● **SHORT PROBLEM**:
Render all the entries below as a two-column CSV with the headers entry_text and keypoints, one row per entry holding its text and its answer, each in a single quoted field with line breaks replaced by spaces. Leave the images out.

● **SUPPLIED ENTRIES**:
★ ★ ★ ★ ★ ★ ★
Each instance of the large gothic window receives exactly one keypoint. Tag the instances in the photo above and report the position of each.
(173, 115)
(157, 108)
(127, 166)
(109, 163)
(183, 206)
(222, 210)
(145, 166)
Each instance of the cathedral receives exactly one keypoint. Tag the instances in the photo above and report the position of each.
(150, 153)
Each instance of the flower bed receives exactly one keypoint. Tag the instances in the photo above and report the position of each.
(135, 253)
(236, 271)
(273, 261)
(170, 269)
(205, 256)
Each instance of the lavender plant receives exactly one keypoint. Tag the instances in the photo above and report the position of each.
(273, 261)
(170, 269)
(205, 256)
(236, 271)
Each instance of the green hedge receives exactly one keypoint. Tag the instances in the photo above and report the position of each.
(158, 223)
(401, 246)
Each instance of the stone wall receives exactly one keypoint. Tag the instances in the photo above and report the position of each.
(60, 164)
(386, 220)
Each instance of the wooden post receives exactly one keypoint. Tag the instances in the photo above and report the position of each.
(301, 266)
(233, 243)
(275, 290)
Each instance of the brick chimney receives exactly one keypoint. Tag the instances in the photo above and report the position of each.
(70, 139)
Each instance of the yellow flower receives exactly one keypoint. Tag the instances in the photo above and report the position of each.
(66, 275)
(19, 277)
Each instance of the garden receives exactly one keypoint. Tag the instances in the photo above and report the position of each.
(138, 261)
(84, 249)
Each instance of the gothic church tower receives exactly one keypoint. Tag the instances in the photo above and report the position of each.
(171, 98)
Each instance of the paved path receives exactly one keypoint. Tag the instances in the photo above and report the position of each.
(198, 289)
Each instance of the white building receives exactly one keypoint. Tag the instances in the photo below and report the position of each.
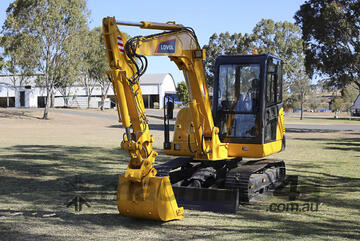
(153, 88)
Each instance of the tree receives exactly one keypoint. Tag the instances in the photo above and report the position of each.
(331, 38)
(49, 32)
(224, 44)
(15, 62)
(89, 60)
(98, 65)
(282, 39)
(314, 100)
(183, 93)
(336, 105)
(300, 86)
(349, 95)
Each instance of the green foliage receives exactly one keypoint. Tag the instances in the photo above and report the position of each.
(314, 99)
(331, 40)
(183, 92)
(49, 34)
(282, 39)
(336, 104)
(225, 44)
(349, 94)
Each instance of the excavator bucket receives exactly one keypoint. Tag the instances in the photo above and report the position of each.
(151, 199)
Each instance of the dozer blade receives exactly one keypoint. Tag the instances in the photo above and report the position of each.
(151, 199)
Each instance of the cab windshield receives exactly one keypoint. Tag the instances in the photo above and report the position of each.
(238, 99)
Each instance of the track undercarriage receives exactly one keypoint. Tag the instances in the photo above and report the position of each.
(221, 186)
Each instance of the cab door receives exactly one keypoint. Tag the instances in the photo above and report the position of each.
(273, 99)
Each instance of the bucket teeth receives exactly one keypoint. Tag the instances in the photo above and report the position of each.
(151, 199)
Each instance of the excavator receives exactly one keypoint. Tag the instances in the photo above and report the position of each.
(244, 119)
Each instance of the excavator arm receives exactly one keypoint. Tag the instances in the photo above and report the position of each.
(127, 61)
(213, 170)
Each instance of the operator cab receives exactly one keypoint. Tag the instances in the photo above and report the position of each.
(248, 98)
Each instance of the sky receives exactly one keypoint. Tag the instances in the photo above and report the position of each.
(204, 16)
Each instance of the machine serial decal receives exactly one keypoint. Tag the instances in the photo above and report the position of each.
(166, 46)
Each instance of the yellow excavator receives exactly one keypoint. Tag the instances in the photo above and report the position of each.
(244, 119)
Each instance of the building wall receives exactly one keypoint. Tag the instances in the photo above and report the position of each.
(167, 85)
(77, 94)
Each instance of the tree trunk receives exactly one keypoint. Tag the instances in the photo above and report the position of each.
(52, 99)
(102, 102)
(103, 96)
(47, 104)
(89, 98)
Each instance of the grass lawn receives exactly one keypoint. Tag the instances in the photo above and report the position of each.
(44, 164)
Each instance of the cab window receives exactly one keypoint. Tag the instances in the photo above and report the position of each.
(274, 82)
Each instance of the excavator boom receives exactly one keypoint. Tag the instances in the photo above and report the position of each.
(148, 192)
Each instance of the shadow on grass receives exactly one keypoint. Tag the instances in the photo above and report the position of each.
(341, 144)
(155, 127)
(302, 130)
(41, 170)
(8, 114)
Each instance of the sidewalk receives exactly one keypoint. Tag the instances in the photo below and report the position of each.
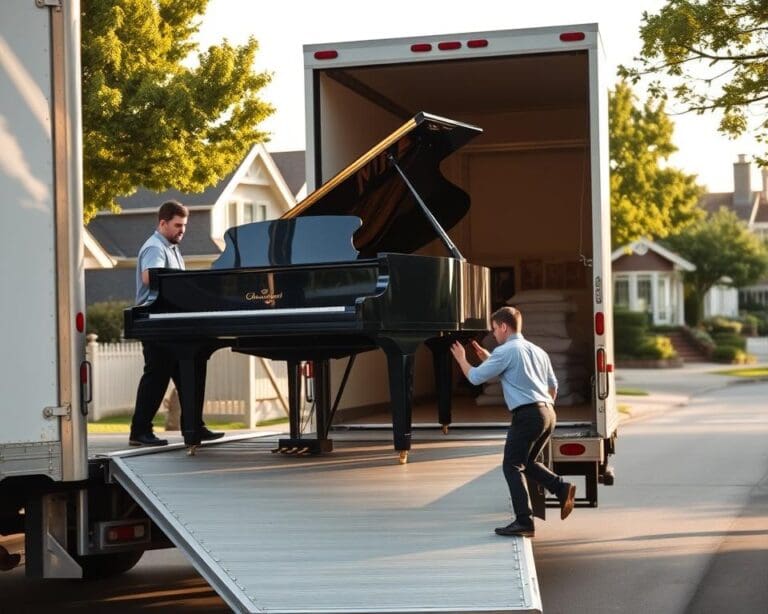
(669, 388)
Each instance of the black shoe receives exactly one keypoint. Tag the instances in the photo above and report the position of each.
(521, 529)
(566, 498)
(208, 435)
(147, 439)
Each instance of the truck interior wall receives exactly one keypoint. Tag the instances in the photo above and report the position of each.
(528, 179)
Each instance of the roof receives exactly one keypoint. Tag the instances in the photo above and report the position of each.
(641, 246)
(123, 235)
(144, 198)
(291, 165)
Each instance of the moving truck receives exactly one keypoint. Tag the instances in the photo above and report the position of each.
(352, 530)
(539, 218)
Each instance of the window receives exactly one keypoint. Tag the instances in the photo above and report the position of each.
(621, 292)
(644, 293)
(247, 213)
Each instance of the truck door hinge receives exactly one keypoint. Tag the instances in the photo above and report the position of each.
(58, 412)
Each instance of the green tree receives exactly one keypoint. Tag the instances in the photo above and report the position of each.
(713, 55)
(152, 118)
(648, 197)
(720, 246)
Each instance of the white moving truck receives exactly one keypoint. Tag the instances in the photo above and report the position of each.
(538, 182)
(350, 531)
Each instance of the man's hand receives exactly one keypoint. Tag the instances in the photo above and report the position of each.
(458, 351)
(481, 352)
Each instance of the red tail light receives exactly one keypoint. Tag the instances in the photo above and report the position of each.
(570, 37)
(572, 449)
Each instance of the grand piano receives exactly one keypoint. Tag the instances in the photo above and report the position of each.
(334, 277)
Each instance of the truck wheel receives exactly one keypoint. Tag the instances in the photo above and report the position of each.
(98, 566)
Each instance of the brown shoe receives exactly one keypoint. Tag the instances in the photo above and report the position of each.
(566, 497)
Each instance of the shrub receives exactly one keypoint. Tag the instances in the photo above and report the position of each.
(730, 355)
(106, 320)
(657, 347)
(723, 325)
(730, 339)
★ ★ ★ ★ ★ ★ ★
● **TASK RESULT**:
entry_text,keypoints
"Each instance of the large gothic window receives exactly one keypoint. Tag the instances in the photo above and report the position of each.","(173, 115) (157, 108) (127, 166) (109, 163) (183, 206) (222, 210) (145, 166)"
"Each instance of the cathedral receives exactly one keypoint. Tag the instances in the photo above and report the position of each.","(150, 153)"
"Each instance of the flower bed receives exactly one keypoint. Tag the instances in the photo above and report the position of each.","(135, 253) (236, 271) (273, 261) (170, 269) (205, 256)"
"Each instance of the lavender plant receives exactly one keypoint. Tag the instances in the photo above and report the position of each.","(273, 261) (170, 269) (205, 256) (236, 271)"
"Each instance of the green hedge receives exactly one keypoint. Tag the instances in the photo above and report the position of each.","(158, 223) (401, 246)"
"Each instance of the stone wall receives exactly one keypoint. Tag the instances in the photo above and report the position of each.","(60, 164) (386, 220)"
"Each instance of the wooden post receives exactly one keypoint. Tag the instances in the photo above and report the position of each.","(301, 266) (233, 243) (275, 290)"
"Each instance of the brick chimney receives exactly one keypoint. Tag the instances in the photo above and report the position of each.","(70, 139)"
"Each instance of the yellow flower receives exactly one keypoint. Tag the instances in the photo above and report the position of each.","(66, 275) (19, 277)"
"Each instance of the garden receives exactly one keypoint. Tag the instances in the photo above and report the position of each.","(138, 261) (84, 249)"
"Each instance of the gothic church tower receives exactly one keypoint. Tag the instances in the photo above and report the position of each.","(171, 98)"
"Each instance of the paved path receives exactly one keypoint. Tag the instances in the photo above and report the position of each.","(198, 289)"
"Each instance of the white building receives exactly one keypoint. Tag the instances in the photo below and report the position of each.","(153, 88)"
"Each instance of the tree receives exactly one keypoint. Tag the instances in the photo above and report the position of each.","(331, 38) (49, 32) (224, 44) (15, 62) (89, 60) (98, 65) (282, 39) (314, 100) (183, 93) (336, 105) (300, 86) (349, 95)"
"Each instance of the green foliage receives exactly one keypoint. Tag the instances in the photo above and report the position of each.","(314, 99) (331, 40) (183, 92) (49, 34) (282, 39) (336, 104) (225, 44) (349, 94)"
"Each instance of the excavator bucket receives exactly one keypoint. Tag the instances in the photo above and report the position of each.","(151, 199)"
"Each instance of the dozer blade receives exactly one keypoint. Tag the instances in the photo above and report the position of each.","(151, 199)"
"Each instance of the cab windshield receives exactly one keypoint. Tag the instances in the photo above and report the position of each.","(238, 99)"
"Each instance of the track undercarriage receives exactly one keypoint. Tag the instances in the photo above and report the position of each.","(221, 186)"
"Each instance of the cab door receives exactly one keypoint. Tag the instances in the photo above and report the position of each.","(273, 99)"
"Each instance of the bucket teeth receives exactly one keypoint. Tag the instances in the photo above and report the position of each.","(151, 199)"
"Each instance of the excavator receives exactly one keypoint. Tag the instances in the photo above and report the position of each.","(244, 119)"
"Each instance of the excavator arm receives exactly one keypoint. Tag the instances in the photo above and report the position of each.","(127, 61) (213, 170)"
"Each instance of the operator cab receives exactly one keypoint. Tag the instances in the photo above and report the position of each.","(248, 98)"
"Each instance of the sky receives exactly one keypoint. Tag the instances in the photo above and report the position of each.","(204, 16)"
"Each instance of the machine serial decal receives exactly one keypoint. Tag the instances in the photo above and report the position of each.","(166, 46)"
"Each instance of the yellow excavator receives exactly one keypoint. Tag the instances in the photo above and report the position of each.","(244, 119)"
"Each instance of the building wall receives exactly one keypoint. Tag the instances in the photo above and report the position of each.","(167, 85) (77, 94)"
"Each instance of the tree trunk receives exactly one keypoint. Tag the instances in the photo above and report the position of each.","(52, 99) (102, 102) (103, 96) (47, 104) (89, 98)"
"Each instance of the grass lawn receives exactly one keypoint. Tag the instances in the photo above and report the position of each.","(44, 164)"
"Each instance of the cab window receives exactly one keypoint. Tag the instances in the photo above and report the position of each.","(274, 82)"
"Each instance of the excavator boom receives exactly one keypoint. Tag the instances in the photo above and report the position of each.","(148, 192)"
"Each instance of the shadow on grass receives exactly one keypoint. Tag the instances in the photo above and report the position of each.","(341, 144) (155, 127) (302, 130) (41, 170) (8, 114)"
"Each instance of the sidewalk receives exactly one keypoint. Tag the instances in the photo below and report the position of each.","(669, 388)"
"Each instance of the black shoe receives exactly one keypoint. Tag the instances in the photo above and report the position of each.","(521, 529) (566, 498) (208, 435) (147, 439)"
"Each instance of the truck interior wall receives exactly one keypoint. Tag the instances in the photo above and report the position of each.","(528, 179)"
"Each instance of the roof receives exactly one keypoint. Tag the instances in the photo above and report the position of each.","(641, 246) (123, 235) (144, 198) (291, 165)"
"Each instance of the moving truck receives exactly one keypoint. Tag the instances in the photo above and report the position of each.","(352, 530) (539, 218)"
"Each instance of the window receives exactly one keypoint. Tag the instances in the photo above and report the position of each.","(621, 292) (644, 293) (247, 213)"
"Each instance of the truck door hinge receives exactly one keypoint. Tag the instances in the photo above and report the position of each.","(58, 412)"
"Each instance of the green tree receives exactly one keypoint. Tag the instances in the photo above and report the position of each.","(713, 55) (152, 118) (648, 197) (720, 246)"
"Each instance of the white moving truck receives exactly one keypoint. Tag the instances in the photo above and report the position of each.","(538, 182) (350, 531)"
"Each instance of the man's hand receives exactly one keypoint. Tag the instances in the photo above and report the position of each.","(458, 351) (481, 352)"
"Each instance of the red tail light receives exactly one keypoint. Tag the instances in the photo above and report the position of each.","(570, 37) (572, 449)"
"Each instance of the grand piano receives exactly one keypoint. Tag the instances in the photo above and report the position of each.","(334, 277)"
"Each instance of the truck wheel receives exactly one keypoint. Tag the instances in the photo above and report the position of each.","(98, 566)"
"Each instance of the brown shoe receives exactly one keypoint. Tag the instances in the photo above and report the position of each.","(566, 497)"
"Each instance of the shrub receives exactly one keypoint. Tag the instances in the photo above and report the position of each.","(730, 355) (106, 320) (657, 347) (723, 325) (730, 339)"